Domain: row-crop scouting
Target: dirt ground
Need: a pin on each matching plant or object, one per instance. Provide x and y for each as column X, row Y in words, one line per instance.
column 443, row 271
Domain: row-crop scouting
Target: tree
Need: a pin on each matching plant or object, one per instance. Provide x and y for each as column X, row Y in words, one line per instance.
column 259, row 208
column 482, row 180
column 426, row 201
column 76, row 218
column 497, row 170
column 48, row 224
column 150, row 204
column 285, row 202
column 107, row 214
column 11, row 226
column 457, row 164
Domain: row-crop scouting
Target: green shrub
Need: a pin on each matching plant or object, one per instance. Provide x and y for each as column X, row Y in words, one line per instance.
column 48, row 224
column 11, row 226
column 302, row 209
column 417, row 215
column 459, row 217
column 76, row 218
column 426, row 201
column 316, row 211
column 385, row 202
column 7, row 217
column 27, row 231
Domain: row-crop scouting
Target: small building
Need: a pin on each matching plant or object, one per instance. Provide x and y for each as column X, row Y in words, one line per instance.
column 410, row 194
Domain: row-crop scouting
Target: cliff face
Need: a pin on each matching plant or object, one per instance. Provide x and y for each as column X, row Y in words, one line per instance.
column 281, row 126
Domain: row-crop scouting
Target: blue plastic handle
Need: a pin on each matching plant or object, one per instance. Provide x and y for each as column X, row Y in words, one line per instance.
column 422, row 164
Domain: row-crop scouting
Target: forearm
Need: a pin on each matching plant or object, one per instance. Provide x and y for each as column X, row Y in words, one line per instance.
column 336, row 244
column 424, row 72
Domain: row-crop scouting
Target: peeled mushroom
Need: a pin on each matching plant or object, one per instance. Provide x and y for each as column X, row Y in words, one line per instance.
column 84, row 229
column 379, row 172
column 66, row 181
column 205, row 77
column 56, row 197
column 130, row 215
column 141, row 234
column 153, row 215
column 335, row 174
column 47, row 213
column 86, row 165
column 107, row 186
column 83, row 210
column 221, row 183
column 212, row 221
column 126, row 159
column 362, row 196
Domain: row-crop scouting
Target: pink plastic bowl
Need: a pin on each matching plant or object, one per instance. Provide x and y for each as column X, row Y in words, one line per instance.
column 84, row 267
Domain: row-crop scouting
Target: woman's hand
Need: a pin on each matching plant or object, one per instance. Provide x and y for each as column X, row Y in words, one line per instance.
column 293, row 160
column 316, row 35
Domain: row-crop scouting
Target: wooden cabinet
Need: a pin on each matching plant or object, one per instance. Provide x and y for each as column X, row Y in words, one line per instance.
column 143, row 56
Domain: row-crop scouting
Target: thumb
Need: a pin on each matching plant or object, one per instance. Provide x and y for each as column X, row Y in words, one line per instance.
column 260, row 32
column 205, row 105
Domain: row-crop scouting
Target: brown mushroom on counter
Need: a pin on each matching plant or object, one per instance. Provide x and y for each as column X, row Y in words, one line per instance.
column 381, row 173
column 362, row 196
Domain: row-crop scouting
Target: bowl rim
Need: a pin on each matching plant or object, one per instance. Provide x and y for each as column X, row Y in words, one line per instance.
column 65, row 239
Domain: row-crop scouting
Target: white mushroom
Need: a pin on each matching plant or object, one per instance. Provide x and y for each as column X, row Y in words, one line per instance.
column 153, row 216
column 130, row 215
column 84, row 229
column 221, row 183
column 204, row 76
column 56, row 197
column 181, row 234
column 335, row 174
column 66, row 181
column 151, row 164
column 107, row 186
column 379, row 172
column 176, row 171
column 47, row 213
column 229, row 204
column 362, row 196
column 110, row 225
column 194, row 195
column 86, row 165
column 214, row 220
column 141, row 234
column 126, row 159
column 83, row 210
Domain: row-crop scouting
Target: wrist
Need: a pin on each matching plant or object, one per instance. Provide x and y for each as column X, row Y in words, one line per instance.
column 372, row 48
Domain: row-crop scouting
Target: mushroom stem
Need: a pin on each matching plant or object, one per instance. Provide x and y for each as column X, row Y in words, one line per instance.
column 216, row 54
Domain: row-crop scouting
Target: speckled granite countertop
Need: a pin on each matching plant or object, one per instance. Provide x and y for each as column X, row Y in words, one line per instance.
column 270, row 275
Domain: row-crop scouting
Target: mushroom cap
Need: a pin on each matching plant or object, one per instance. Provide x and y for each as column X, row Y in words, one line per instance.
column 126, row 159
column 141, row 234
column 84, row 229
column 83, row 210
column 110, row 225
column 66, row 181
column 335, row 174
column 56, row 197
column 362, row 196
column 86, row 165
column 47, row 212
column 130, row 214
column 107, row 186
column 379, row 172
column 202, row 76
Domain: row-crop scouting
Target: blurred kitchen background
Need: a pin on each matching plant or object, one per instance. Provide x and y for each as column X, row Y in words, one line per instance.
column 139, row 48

## WORK ORDER
The data above is to be returned exactly, with nothing altered.

## EXERCISE ANSWER
Domain: row-crop scouting
Target: dirt ground
Need: a pin on each matching plant or object, one per instance. Provide x and y for each as column X, row Y in words, one line per instance.
column 443, row 271
Domain: row-crop scouting
Target: tree
Need: a pin on each matching plant or object, one per instance. Provide x and y for each as column X, row Y in words, one line per instance.
column 259, row 208
column 482, row 180
column 426, row 201
column 76, row 218
column 497, row 170
column 48, row 224
column 150, row 204
column 285, row 202
column 107, row 214
column 11, row 226
column 457, row 164
Domain: row-crop scouting
Target: green shrub
Need: a pin on each matching plant or object, one per instance. Provide x and y for each as column X, row Y in words, one line per instance.
column 48, row 224
column 11, row 226
column 302, row 209
column 417, row 215
column 459, row 217
column 76, row 218
column 426, row 201
column 316, row 211
column 385, row 202
column 7, row 217
column 27, row 231
Domain: row-crop scouting
Target: small building
Need: a pin on each matching plant or object, one per instance. Provide x and y for each as column X, row Y in words, one line per instance.
column 410, row 194
Domain: row-crop scouting
Target: cliff face
Need: a pin on each matching plant or object, one per instance. Provide x and y for each as column X, row Y in words, one line per instance.
column 281, row 126
Domain: row-crop scouting
Target: blue plastic handle
Need: a pin on each matching plant or object, one per instance. Provide x and y for each as column X, row Y in words, one line per instance.
column 422, row 164
Domain: row-crop scouting
Target: forearm
Need: a pin on each matching plant or object, one per instance. Provide x and y for each as column X, row Y in words, one line per instance.
column 336, row 244
column 424, row 72
Domain: row-crop scouting
Target: peeled mushroom
Need: a pin on each matching plant or object, one per instance. Provide x and y for each as column X, row Y in words, one line per instance.
column 84, row 229
column 379, row 172
column 66, row 181
column 205, row 77
column 56, row 197
column 130, row 215
column 141, row 234
column 153, row 215
column 335, row 174
column 47, row 213
column 86, row 165
column 107, row 186
column 83, row 210
column 221, row 183
column 212, row 221
column 126, row 159
column 362, row 196
Domain: row-crop scouting
Target: pink plastic bowl
Need: a pin on each matching plant or object, one per instance. Provide x and y for each as column X, row Y in words, one line per instance.
column 84, row 267
Domain: row-crop scouting
Target: woman's hand
Need: a pin on each matching plant or object, one per instance. Provide x and y for each as column X, row Y in words, one line per instance.
column 293, row 160
column 316, row 35
Domain: row-crop scouting
Target: wooden cabinet
Need: a pin on each matching plant or object, one per instance. Provide x and y for each as column X, row Y in words, one line per instance.
column 143, row 56
Domain: row-crop scouting
Target: thumb
Need: a pin on each matching plant or object, one per instance. Provide x and y for each as column X, row Y in words, one line per instance.
column 260, row 32
column 205, row 105
Domain: row-crop scouting
Target: brown mushroom on counter
Need: a pin on each matching plant or object, one per instance. Provide x and y for each as column X, row Y in words, one line per instance.
column 381, row 173
column 362, row 196
Domain: row-crop scouting
Target: bowl rim
Need: a pin on each matching plant or object, one per instance. Provide x and y for each as column X, row Y in words, one line per instance.
column 65, row 239
Domain: row-crop scouting
Target: white mushroom
Need: a pin on each matching plant or object, one per instance. Provide x and y for each as column X, row Y in words, one line per instance.
column 153, row 216
column 130, row 215
column 84, row 229
column 221, row 183
column 204, row 76
column 56, row 197
column 181, row 234
column 335, row 174
column 66, row 181
column 151, row 164
column 107, row 186
column 379, row 172
column 176, row 171
column 47, row 213
column 229, row 204
column 362, row 196
column 110, row 225
column 194, row 195
column 86, row 165
column 214, row 220
column 141, row 234
column 126, row 159
column 83, row 210
Domain: row-crop scouting
Target: wrist
Need: a pin on each matching plant or object, one per instance. Provide x and y for each as column X, row Y in words, one line per instance.
column 372, row 48
Domain: row-crop scouting
Target: mushroom stem
Need: a pin on each matching plant or object, one per instance. Provide x and y for each as column X, row Y in words, one line per instance.
column 216, row 54
Domain: row-crop scouting
Target: speckled granite countertop
Need: a pin on each matching plant or object, one per instance. Provide x and y for each as column X, row Y in words, one line per instance.
column 270, row 275
Domain: row-crop scouting
Target: mushroom cap
Need: a pin on each matching plant or object, one per instance. Provide x and y for each as column X, row Y in words, one line per instance.
column 126, row 159
column 141, row 234
column 84, row 229
column 83, row 210
column 110, row 225
column 66, row 181
column 335, row 174
column 56, row 197
column 362, row 196
column 86, row 165
column 47, row 212
column 130, row 214
column 107, row 186
column 379, row 172
column 202, row 76
Domain: row-crop scouting
Target: blurred kitchen background
Need: a pin on each matching plant or object, one per instance. Provide x and y for each as column X, row Y in words, one line per instance.
column 139, row 48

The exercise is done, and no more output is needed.